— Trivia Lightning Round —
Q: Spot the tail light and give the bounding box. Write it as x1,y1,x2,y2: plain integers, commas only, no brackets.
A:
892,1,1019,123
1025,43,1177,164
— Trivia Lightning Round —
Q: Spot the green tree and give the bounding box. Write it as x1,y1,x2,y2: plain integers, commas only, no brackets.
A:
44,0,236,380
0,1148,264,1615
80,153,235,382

_ _ _ _ _ _ _

Task requirements -
Only the lines from the one containing "Q: Spot the tail" through the last line of the records above are to be reproduced, exactly and with both ends included.

Solution to this exercise -
Q: Spot the tail light and give the bounding box. Write it as x1,y1,x2,y2: plain integers, commas only, no brackets.
A:
892,1,1019,123
1025,43,1177,164
— Trivia Lightning Round —
Q: Spot the green tree and give the bounding box. Write it as x1,y1,x2,y2: plain integers, commas only, no brackets.
A:
44,0,236,380
0,1148,264,1615
80,153,235,382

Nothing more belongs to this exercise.